═════ Exercise input ═════
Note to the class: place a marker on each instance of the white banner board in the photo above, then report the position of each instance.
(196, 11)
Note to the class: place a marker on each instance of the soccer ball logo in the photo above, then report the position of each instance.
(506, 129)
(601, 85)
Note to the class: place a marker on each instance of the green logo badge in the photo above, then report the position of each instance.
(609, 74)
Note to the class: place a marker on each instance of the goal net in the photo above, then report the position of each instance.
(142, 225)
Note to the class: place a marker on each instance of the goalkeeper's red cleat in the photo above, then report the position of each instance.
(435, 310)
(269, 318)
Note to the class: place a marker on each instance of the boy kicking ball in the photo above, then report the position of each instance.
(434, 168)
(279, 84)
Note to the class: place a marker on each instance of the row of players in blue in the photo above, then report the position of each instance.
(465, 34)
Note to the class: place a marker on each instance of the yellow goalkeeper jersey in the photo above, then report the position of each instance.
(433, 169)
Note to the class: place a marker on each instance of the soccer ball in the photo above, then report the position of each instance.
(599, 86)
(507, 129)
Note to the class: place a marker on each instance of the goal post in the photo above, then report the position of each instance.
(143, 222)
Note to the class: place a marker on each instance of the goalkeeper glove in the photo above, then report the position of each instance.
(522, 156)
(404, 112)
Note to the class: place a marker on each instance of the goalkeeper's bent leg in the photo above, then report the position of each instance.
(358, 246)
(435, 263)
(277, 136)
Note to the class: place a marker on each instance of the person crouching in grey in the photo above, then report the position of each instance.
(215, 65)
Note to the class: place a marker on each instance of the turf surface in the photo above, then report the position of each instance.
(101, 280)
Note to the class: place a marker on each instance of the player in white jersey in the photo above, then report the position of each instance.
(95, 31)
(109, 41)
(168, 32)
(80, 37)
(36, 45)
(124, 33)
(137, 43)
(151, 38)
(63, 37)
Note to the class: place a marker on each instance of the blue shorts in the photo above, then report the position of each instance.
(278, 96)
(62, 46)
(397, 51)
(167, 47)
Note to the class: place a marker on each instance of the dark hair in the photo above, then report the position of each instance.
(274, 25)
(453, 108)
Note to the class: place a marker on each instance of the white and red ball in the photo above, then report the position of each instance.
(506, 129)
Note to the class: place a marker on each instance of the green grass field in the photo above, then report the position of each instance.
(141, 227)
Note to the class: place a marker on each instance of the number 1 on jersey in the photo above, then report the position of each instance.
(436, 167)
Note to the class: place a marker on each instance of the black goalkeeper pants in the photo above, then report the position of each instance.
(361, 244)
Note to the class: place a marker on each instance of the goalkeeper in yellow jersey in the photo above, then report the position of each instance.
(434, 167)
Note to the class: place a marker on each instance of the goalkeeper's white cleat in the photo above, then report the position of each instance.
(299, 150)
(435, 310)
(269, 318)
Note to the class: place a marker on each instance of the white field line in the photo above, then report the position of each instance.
═════
Short exercise
Only the lines from the one holding "of the number" through the end of the listing should be given again, exactly and with both ends included.

Answer for this exercise
Note to the class: place a marker on each instance of the number 1 on jersey in the photo above, then report the position of each instance.
(436, 167)
Note to the class: place a marker on each instance of the black goalkeeper pants in the photo above, then report the position of each instance.
(361, 244)
Note to the class: place a marker on each instance of the goalkeeper in yellow jersey in the photo above, then report the position of each instance.
(434, 167)
Note to the class: place a marker on each instance of the goalkeeper's white cleat in the photo above, then report the position of each instance.
(299, 150)
(435, 310)
(269, 318)
Note to the class: place a marker on each instance of the white field line in the photo above, then report the position of each instance.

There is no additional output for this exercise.